(Task objective):
Reproduce the material below, substituting "dark blue jacket" for each occurrence of "light green shirt" and leaving all other text intact.

### Data lines ###

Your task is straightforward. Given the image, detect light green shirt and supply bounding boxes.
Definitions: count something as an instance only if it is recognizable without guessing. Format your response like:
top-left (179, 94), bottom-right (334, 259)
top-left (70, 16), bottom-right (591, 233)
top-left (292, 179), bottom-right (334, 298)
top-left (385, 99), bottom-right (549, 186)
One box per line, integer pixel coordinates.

###

(Reply):
Your task is straightforward. Given the image, detect dark blue jacket and supply bounding boxes.
Definitions: count something as an instance only if it is recognizable without guessing. Format your response like:
top-left (179, 94), bottom-right (334, 259)
top-left (70, 16), bottom-right (591, 233)
top-left (292, 179), bottom-right (334, 298)
top-left (385, 99), bottom-right (549, 186)
One box per line, integer pixel coordinates.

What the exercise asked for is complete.